■ **Requirement**
Pick out every line in the material below that contains the string "positive", and copy each one. Case counts.

■ **Dataset entries**

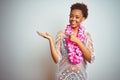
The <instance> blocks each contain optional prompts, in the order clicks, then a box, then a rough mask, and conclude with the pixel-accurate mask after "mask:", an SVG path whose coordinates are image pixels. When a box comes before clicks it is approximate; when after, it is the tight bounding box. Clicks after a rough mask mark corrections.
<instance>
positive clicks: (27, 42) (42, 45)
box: [0, 0, 120, 80]
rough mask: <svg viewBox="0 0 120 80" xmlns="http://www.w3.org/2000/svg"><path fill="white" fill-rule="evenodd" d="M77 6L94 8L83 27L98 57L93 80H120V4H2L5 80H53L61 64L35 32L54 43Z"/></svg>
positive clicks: (73, 0)
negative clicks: (51, 36)
mask: <svg viewBox="0 0 120 80" xmlns="http://www.w3.org/2000/svg"><path fill="white" fill-rule="evenodd" d="M76 2H84V3H85V4H87V5H88V9H89V16H88V18H87V20H86V21H85V22H84V24H85V26H86V29H87V31H89V32H90V33H91V35H92V39H93V42H94V49H95V55H96V59H95V61H94V63H93V64H88V74H89V80H119V79H120V69H119V68H120V60H119V59H120V57H119V56H120V42H119V41H120V35H119V34H120V33H119V30H120V22H119V21H120V15H119V14H120V6H119V3H120V1H119V0H0V80H54V78H55V76H56V68H57V65H56V64H54V62H53V60H52V58H51V55H50V49H49V44H48V41H47V40H46V39H44V38H41V37H39V36H38V35H37V34H36V31H41V32H43V33H45V32H49V33H50V34H51V35H52V36H53V38H54V39H55V36H56V33H57V32H58V31H59V30H62V29H64V28H65V26H66V24H67V23H68V18H69V11H70V6H71V4H73V3H76Z"/></svg>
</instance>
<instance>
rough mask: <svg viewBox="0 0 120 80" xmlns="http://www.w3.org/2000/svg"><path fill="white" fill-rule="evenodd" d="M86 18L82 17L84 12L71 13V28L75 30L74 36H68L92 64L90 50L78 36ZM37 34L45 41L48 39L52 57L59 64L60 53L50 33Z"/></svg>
mask: <svg viewBox="0 0 120 80" xmlns="http://www.w3.org/2000/svg"><path fill="white" fill-rule="evenodd" d="M84 20H85V18H84V17H83V15H82V11H81V10H79V9H74V10H72V11H71V12H70V17H69V23H70V26H71V28H73V29H74V34H72V35H69V34H66V35H68V36H69V39H70V40H71V41H72V42H75V43H77V44H78V46H79V48H80V49H81V50H82V52H83V55H84V58H85V59H86V60H87V61H88V62H90V61H91V52H90V51H89V49H88V48H87V47H86V46H85V45H84V44H83V43H82V42H81V41H80V39H78V38H77V37H76V36H77V34H78V26H79V24H80V23H81V22H82V21H84ZM37 34H38V35H39V36H41V37H43V38H45V39H48V40H49V44H50V50H51V55H52V58H53V60H54V62H55V63H58V53H57V51H56V49H55V46H54V41H53V39H52V36H51V35H50V34H48V33H45V34H43V33H41V32H37ZM59 34H65V33H64V32H59Z"/></svg>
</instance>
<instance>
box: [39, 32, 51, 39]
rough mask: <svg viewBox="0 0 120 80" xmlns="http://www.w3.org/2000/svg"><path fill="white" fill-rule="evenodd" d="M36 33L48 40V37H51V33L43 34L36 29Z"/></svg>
mask: <svg viewBox="0 0 120 80" xmlns="http://www.w3.org/2000/svg"><path fill="white" fill-rule="evenodd" d="M37 34H38V35H39V36H42V37H43V38H46V39H48V40H50V39H51V38H52V37H51V35H50V34H48V33H45V34H43V33H41V32H38V31H37Z"/></svg>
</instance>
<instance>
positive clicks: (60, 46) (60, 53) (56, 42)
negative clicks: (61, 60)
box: [55, 32, 62, 63]
mask: <svg viewBox="0 0 120 80" xmlns="http://www.w3.org/2000/svg"><path fill="white" fill-rule="evenodd" d="M61 39H62V34H61V32H58V33H57V35H56V39H55V48H56V51H57V53H58V63H59V62H60V60H61V59H62V55H61V51H60V48H61Z"/></svg>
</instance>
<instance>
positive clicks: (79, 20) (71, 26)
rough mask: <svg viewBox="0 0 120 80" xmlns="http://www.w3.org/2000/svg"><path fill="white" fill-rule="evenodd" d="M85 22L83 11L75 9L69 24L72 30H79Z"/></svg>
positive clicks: (70, 13) (70, 14) (72, 10)
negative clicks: (81, 22) (76, 28)
mask: <svg viewBox="0 0 120 80" xmlns="http://www.w3.org/2000/svg"><path fill="white" fill-rule="evenodd" d="M83 20H84V17H83V15H82V11H81V10H79V9H74V10H72V11H71V12H70V17H69V23H70V26H71V27H72V28H77V27H78V26H79V25H80V23H81V22H82V21H83Z"/></svg>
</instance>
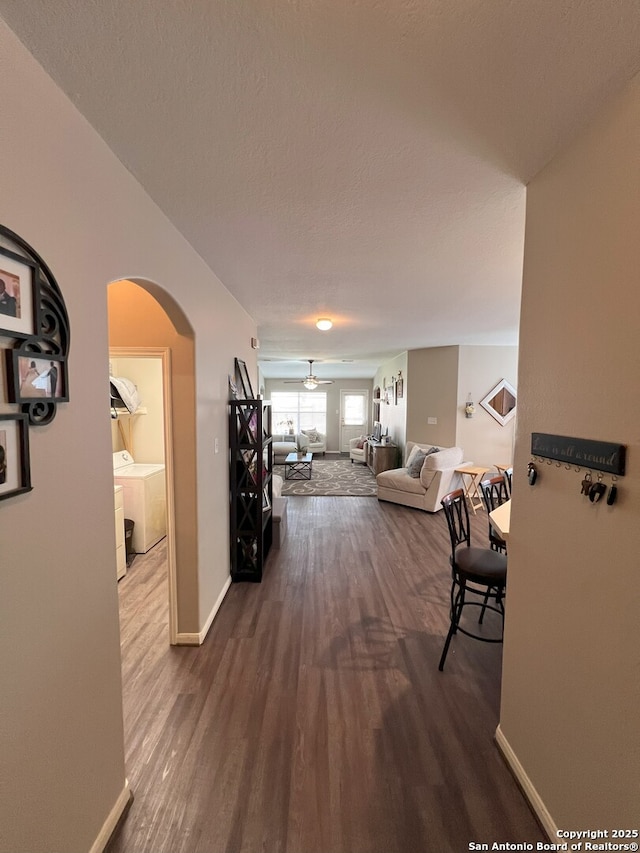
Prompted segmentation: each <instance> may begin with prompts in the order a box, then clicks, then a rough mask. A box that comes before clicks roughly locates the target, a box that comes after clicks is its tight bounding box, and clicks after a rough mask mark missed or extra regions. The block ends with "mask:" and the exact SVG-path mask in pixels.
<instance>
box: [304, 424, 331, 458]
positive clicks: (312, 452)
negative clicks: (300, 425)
mask: <svg viewBox="0 0 640 853" xmlns="http://www.w3.org/2000/svg"><path fill="white" fill-rule="evenodd" d="M301 432H302V434H303V435H304V436H306V438H307V441H308V444H307V451H308V452H309V453H313V455H314V456H317V455H318V454H319V453H322V455H323V456H324V454H325V453H326V452H327V436H326V435H325V434H324V433H323V432H318V430H316V429H303V430H301ZM316 436H317V439H316Z"/></svg>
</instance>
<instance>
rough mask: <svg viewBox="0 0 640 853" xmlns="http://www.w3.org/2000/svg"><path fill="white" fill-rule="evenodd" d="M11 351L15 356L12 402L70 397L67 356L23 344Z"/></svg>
mask: <svg viewBox="0 0 640 853" xmlns="http://www.w3.org/2000/svg"><path fill="white" fill-rule="evenodd" d="M7 352H8V353H9V354H10V358H11V367H10V368H8V369H7V373H8V374H9V393H10V397H11V402H13V403H22V404H25V403H28V404H32V403H36V402H43V401H44V402H50V403H63V402H67V401H68V400H69V391H68V386H69V383H68V377H67V361H66V359H65V358H63V357H62V356H59V355H53V354H51V353H44V352H38V351H35V350H25V349H23V348H21V349H14V350H7ZM52 382H54V383H55V384H54V385H52Z"/></svg>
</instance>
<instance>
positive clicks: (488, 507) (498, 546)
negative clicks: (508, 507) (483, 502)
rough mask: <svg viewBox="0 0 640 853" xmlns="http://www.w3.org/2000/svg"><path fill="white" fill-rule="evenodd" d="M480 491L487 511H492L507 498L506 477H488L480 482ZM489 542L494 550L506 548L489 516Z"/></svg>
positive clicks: (500, 549)
mask: <svg viewBox="0 0 640 853" xmlns="http://www.w3.org/2000/svg"><path fill="white" fill-rule="evenodd" d="M480 491H481V492H482V497H483V499H484V505H485V507H486V509H487V513H490V512H493V510H494V509H496V508H497V507H499V506H501V504H503V503H505V502H506V501H508V500H509V491H508V488H507V480H506V477H505V476H504V475H502V474H500V475H498V476H497V477H489V478H488V479H486V480H483V481H482V482H481V483H480ZM489 544H490V545H491V547H492V548H493V550H494V551H503V552H506V550H507V543H506V542H505V541H504V539H503V538H502V536H500V535H499V534H498V532H497V531H496V530H495V528H494V527H493V525H492V524H491V519H490V518H489Z"/></svg>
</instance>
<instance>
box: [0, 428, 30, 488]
mask: <svg viewBox="0 0 640 853" xmlns="http://www.w3.org/2000/svg"><path fill="white" fill-rule="evenodd" d="M30 491H31V469H30V466H29V426H28V423H27V416H26V415H0V500H4V499H5V498H11V497H13V496H14V495H19V494H22V493H23V492H30Z"/></svg>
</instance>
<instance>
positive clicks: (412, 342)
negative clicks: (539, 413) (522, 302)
mask: <svg viewBox="0 0 640 853" xmlns="http://www.w3.org/2000/svg"><path fill="white" fill-rule="evenodd" d="M0 14H2V16H3V17H4V19H5V20H6V22H7V24H8V25H9V26H10V27H11V28H12V29H13V30H14V31H15V32H16V34H17V35H18V37H19V38H21V39H22V41H23V42H24V43H25V45H26V46H27V48H28V49H29V50H30V51H31V52H32V53H33V54H34V55H35V57H36V58H37V59H38V61H39V62H40V63H41V64H42V66H43V67H44V68H45V70H46V71H47V72H48V73H49V74H50V75H51V76H52V77H53V78H54V79H55V80H56V81H57V82H58V84H59V85H60V86H61V87H62V88H63V89H64V90H65V91H66V92H67V94H68V95H69V97H70V98H71V100H72V101H73V102H74V103H75V104H76V105H77V107H78V109H79V110H80V111H81V112H82V113H83V114H84V115H85V116H86V118H87V119H88V121H89V122H91V123H92V124H93V125H94V127H95V128H96V129H97V131H98V132H99V133H100V134H101V136H102V137H103V138H104V139H105V141H106V142H107V144H108V145H109V146H110V147H111V148H112V149H113V151H114V152H115V153H116V155H117V156H118V157H119V158H120V160H121V161H122V162H123V163H124V164H125V166H126V167H127V168H128V169H129V170H130V171H131V172H132V173H133V174H134V175H135V176H136V178H137V179H138V180H139V181H140V183H141V184H142V185H143V186H144V187H145V188H146V190H147V192H148V193H149V194H150V195H151V197H152V198H153V199H154V200H155V201H156V203H157V204H158V205H159V206H160V207H161V208H162V209H163V210H164V211H165V213H166V214H167V216H168V217H169V218H170V219H171V220H172V221H173V222H174V224H175V225H176V227H177V228H178V229H179V230H180V231H181V232H182V233H183V234H184V235H185V237H186V238H187V239H188V240H189V241H190V243H191V244H192V245H193V246H194V248H195V249H196V250H197V251H198V252H199V253H200V254H201V255H202V257H203V258H204V259H205V260H206V261H207V263H208V264H209V266H210V267H211V269H212V270H213V271H214V272H215V273H216V274H217V275H218V277H219V278H220V279H221V281H222V282H223V283H224V284H225V286H226V287H227V288H228V289H229V290H230V291H231V292H232V293H233V294H234V295H235V296H236V297H237V299H238V300H239V302H240V303H241V304H242V305H244V306H245V308H246V309H247V310H248V311H249V312H250V313H251V315H252V316H253V317H254V318H255V320H256V322H257V323H258V327H259V337H260V340H261V350H260V356H261V359H262V358H265V359H267V358H271V359H275V360H272V361H267V362H265V363H264V365H263V368H264V373H265V375H267V376H286V375H289V376H291V375H294V376H297V375H304V373H306V372H307V371H306V368H307V366H308V365H306V364H304V363H302V362H304V361H305V359H307V358H316V359H320V360H324V361H325V362H330V363H329V364H326V363H325V364H316V365H314V368H315V372H316V373H317V374H318V375H319V376H321V377H324V376H332V377H336V378H337V377H339V376H344V375H351V376H371V375H373V372H374V369H375V366H376V365H377V364H378V363H379V361H380V360H381V358H383V357H387V356H390V355H395V354H396V353H398V352H401V351H403V350H405V349H408V348H417V347H425V346H441V345H448V344H514V343H516V342H517V326H518V312H519V295H520V285H521V271H522V251H523V229H524V204H525V184H526V182H527V181H528V180H529V179H530V178H531V177H532V176H533V175H534V174H535V173H536V172H537V171H538V170H539V169H540V168H541V167H542V166H543V165H544V164H545V163H546V162H547V161H548V160H549V158H550V157H551V156H553V154H554V153H555V152H556V151H557V150H558V149H559V147H561V146H562V145H563V144H565V143H566V142H567V141H568V140H569V139H570V138H571V137H572V135H573V134H574V133H575V132H576V131H577V130H578V129H579V127H580V126H582V125H583V124H584V123H585V122H586V121H587V120H588V119H589V118H590V117H591V116H592V115H593V114H594V113H595V112H596V111H597V109H598V107H599V106H600V105H601V104H602V102H603V101H604V100H605V99H606V98H607V97H608V96H609V95H610V94H612V93H613V92H615V91H616V90H617V89H618V88H620V87H621V86H622V85H623V84H624V82H625V81H626V80H628V79H629V78H630V77H631V76H633V74H634V73H636V72H637V71H638V70H640V3H638V0H491V2H486V0H484V2H482V0H325V2H319V0H317V2H314V0H192V2H189V3H184V2H179V0H135V2H131V0H56V2H55V3H52V2H50V0H30V2H28V3H25V2H24V0H0ZM319 316H330V317H332V318H333V319H334V322H335V326H334V329H333V330H332V331H331V332H328V333H321V332H318V331H317V330H316V329H315V327H314V320H315V318H316V317H319ZM286 359H294V360H297V361H296V363H295V364H294V366H293V367H291V365H289V364H288V363H287V361H286ZM342 359H354V360H355V361H354V362H353V363H350V364H346V365H345V364H343V363H342Z"/></svg>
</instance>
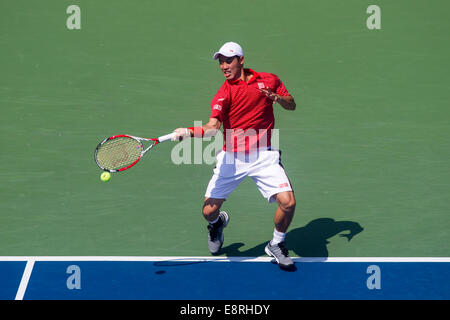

■ **Answer section**
positive clicks: (27, 42) (42, 45)
positive clicks: (73, 0)
positive clicks: (60, 46) (60, 53) (56, 42)
positive clicks: (79, 20) (71, 26)
positive clicks: (70, 13) (70, 14) (72, 10)
positive clicks: (312, 452)
positive clicks: (488, 507) (498, 546)
positive clicks: (500, 549)
positive clicks: (412, 342)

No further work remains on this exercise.